— START Source records —

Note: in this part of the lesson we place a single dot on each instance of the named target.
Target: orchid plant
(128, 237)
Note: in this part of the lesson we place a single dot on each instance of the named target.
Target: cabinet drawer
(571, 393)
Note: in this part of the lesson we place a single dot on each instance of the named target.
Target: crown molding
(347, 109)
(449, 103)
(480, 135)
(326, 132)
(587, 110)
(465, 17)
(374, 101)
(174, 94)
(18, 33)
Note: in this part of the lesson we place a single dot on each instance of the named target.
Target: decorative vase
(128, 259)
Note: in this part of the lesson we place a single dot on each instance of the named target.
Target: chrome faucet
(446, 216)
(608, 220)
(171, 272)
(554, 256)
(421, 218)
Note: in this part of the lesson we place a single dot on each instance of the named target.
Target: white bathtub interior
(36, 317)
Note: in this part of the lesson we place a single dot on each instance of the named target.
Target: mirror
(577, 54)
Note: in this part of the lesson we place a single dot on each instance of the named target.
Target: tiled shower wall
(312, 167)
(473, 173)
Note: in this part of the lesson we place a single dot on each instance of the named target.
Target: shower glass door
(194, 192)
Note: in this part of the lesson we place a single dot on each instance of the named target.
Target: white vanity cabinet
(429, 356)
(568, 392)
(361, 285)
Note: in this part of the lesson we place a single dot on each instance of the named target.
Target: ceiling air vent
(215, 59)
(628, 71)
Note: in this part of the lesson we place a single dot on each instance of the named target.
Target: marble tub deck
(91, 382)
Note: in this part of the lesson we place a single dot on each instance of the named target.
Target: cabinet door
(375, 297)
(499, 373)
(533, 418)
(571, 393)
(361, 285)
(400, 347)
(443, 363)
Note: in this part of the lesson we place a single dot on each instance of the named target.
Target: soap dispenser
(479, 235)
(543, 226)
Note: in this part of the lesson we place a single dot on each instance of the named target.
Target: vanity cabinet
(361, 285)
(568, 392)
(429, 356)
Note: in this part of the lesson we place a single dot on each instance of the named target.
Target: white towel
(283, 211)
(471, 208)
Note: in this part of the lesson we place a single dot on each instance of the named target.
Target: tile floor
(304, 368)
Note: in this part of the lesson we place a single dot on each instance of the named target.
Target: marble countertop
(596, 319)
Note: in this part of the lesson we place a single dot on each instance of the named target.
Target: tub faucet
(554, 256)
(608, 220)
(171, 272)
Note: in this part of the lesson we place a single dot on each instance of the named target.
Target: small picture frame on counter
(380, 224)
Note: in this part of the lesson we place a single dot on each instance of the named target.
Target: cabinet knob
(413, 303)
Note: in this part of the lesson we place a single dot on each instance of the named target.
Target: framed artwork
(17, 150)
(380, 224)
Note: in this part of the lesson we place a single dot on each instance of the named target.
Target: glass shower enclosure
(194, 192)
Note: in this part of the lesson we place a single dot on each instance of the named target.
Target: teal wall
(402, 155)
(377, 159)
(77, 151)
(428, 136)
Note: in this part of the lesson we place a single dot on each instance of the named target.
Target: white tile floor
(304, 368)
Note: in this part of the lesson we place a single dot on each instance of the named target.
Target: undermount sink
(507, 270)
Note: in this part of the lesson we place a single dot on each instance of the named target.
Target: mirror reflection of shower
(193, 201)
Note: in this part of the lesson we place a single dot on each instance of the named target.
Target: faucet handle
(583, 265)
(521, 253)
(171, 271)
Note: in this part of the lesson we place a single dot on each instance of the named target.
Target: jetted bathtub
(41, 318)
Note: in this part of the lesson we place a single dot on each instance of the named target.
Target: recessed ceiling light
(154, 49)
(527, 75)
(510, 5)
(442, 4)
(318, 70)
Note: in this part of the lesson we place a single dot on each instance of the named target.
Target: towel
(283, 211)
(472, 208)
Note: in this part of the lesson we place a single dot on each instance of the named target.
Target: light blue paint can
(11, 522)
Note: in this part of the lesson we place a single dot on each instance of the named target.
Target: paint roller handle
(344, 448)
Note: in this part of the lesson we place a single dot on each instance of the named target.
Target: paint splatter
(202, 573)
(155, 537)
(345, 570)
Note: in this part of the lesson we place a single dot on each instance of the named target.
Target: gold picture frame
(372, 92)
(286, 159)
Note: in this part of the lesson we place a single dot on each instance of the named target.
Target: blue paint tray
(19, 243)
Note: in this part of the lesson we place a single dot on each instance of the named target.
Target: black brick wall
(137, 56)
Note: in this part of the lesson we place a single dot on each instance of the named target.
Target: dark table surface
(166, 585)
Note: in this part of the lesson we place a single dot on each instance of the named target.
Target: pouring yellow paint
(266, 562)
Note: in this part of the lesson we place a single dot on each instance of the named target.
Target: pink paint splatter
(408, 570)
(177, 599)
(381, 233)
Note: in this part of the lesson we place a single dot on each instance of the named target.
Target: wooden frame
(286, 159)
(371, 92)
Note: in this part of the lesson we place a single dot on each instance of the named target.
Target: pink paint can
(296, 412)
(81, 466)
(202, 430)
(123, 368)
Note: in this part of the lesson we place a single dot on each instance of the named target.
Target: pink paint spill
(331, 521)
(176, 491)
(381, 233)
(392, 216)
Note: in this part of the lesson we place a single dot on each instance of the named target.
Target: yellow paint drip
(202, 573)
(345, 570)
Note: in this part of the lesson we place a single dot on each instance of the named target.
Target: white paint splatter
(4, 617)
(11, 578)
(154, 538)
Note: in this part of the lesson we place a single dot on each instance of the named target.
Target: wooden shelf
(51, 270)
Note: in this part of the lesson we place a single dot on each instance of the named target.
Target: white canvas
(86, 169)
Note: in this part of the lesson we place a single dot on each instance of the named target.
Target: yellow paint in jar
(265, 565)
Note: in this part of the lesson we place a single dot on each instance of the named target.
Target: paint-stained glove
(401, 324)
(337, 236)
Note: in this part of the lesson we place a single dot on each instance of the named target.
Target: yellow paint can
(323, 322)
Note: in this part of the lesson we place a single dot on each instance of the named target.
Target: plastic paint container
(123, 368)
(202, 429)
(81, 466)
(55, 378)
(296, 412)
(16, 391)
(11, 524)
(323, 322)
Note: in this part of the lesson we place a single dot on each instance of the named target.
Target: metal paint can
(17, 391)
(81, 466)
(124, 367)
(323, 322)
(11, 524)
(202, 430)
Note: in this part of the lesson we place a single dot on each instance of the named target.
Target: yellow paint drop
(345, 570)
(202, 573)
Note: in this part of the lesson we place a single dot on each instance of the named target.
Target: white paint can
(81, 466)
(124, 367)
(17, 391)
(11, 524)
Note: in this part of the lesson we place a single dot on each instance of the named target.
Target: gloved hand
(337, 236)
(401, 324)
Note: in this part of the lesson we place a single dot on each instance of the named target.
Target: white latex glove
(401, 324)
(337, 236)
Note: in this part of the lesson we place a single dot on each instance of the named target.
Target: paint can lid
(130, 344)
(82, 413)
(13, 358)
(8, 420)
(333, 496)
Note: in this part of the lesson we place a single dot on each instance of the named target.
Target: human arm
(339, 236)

— END Source records —
— START Source records —

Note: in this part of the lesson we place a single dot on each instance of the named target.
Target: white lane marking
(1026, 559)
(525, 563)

— END Source records —
— START Source records —

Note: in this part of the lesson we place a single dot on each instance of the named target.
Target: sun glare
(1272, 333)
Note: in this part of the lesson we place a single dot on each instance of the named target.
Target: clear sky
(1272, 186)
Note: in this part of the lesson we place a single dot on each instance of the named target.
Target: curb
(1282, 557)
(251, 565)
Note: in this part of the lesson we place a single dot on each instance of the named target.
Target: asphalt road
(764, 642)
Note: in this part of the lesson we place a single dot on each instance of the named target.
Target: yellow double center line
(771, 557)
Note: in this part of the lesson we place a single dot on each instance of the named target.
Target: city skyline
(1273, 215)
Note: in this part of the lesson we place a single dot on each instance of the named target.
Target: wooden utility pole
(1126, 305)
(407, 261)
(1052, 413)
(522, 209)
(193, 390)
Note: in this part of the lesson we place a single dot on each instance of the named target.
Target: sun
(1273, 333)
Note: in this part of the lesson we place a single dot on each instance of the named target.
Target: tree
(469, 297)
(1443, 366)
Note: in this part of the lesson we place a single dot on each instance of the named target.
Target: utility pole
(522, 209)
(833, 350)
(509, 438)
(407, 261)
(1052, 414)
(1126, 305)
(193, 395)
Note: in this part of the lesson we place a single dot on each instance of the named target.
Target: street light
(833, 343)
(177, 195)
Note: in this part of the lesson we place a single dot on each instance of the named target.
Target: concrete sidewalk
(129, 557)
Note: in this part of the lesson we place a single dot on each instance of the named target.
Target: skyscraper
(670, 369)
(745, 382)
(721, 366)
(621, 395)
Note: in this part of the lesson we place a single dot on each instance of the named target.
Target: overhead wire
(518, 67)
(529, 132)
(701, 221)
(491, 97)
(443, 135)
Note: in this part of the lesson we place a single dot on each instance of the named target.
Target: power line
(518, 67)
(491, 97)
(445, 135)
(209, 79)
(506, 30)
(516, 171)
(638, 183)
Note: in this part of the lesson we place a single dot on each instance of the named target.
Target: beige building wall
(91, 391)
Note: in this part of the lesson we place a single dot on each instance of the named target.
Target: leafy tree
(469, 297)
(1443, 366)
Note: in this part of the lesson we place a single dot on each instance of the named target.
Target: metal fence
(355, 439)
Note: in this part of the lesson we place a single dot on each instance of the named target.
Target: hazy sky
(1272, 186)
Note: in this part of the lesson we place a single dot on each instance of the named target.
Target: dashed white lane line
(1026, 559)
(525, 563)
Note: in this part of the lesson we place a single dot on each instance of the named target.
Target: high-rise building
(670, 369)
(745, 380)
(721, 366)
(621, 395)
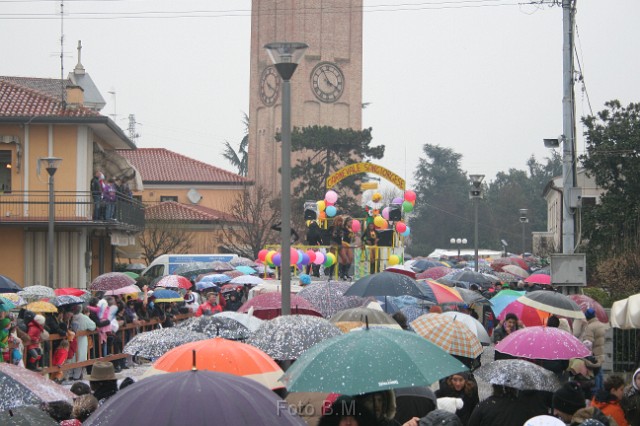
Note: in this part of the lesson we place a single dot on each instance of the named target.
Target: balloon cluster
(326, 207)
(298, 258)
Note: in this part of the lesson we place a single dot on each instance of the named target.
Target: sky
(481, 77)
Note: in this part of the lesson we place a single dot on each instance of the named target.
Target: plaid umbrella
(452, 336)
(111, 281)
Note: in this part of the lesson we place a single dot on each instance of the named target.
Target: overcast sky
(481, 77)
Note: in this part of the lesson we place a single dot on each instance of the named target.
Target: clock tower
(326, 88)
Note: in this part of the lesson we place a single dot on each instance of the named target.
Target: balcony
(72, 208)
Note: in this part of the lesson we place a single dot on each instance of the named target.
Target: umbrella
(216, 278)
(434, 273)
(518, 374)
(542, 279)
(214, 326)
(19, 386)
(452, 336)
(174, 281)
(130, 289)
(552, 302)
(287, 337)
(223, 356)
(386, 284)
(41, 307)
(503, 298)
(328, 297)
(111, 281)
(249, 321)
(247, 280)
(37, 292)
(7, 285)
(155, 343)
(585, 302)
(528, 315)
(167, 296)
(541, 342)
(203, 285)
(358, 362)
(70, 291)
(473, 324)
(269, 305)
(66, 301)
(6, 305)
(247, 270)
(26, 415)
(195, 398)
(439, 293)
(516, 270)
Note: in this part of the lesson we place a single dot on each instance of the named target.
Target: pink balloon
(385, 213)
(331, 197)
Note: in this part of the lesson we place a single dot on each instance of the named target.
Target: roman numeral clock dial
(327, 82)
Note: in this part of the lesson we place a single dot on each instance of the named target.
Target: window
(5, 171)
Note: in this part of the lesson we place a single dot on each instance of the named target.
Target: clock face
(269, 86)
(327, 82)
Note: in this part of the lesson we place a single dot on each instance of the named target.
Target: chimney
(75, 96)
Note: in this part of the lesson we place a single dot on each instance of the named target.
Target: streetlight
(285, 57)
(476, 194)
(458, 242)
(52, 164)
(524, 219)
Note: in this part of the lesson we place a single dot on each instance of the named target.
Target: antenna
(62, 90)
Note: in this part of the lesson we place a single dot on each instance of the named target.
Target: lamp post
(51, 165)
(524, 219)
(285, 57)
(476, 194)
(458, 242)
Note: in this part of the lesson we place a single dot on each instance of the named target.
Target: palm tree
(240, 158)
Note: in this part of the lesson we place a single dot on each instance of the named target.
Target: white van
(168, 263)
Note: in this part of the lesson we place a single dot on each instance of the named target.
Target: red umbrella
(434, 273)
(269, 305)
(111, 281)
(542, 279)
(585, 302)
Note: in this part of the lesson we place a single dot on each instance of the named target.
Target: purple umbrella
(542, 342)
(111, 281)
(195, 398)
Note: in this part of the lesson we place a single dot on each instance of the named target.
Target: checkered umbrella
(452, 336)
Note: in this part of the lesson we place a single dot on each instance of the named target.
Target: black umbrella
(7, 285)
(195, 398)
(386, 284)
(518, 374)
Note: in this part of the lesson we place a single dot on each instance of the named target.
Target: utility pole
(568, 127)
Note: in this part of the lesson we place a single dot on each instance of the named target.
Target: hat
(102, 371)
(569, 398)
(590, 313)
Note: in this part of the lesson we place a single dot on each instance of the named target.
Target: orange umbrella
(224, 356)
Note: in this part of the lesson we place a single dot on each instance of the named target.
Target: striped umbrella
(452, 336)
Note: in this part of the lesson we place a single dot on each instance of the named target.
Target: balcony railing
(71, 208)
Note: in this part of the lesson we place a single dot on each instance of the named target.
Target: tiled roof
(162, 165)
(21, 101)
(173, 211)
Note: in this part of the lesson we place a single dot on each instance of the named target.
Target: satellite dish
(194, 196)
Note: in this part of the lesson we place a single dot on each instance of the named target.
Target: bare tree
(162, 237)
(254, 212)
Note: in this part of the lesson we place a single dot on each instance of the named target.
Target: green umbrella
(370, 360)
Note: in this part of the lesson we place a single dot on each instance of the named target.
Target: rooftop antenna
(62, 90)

— END Source records —

Objective: Count the lines in the entries above that contain the word "balcony", and give only the number.

Answer below: 2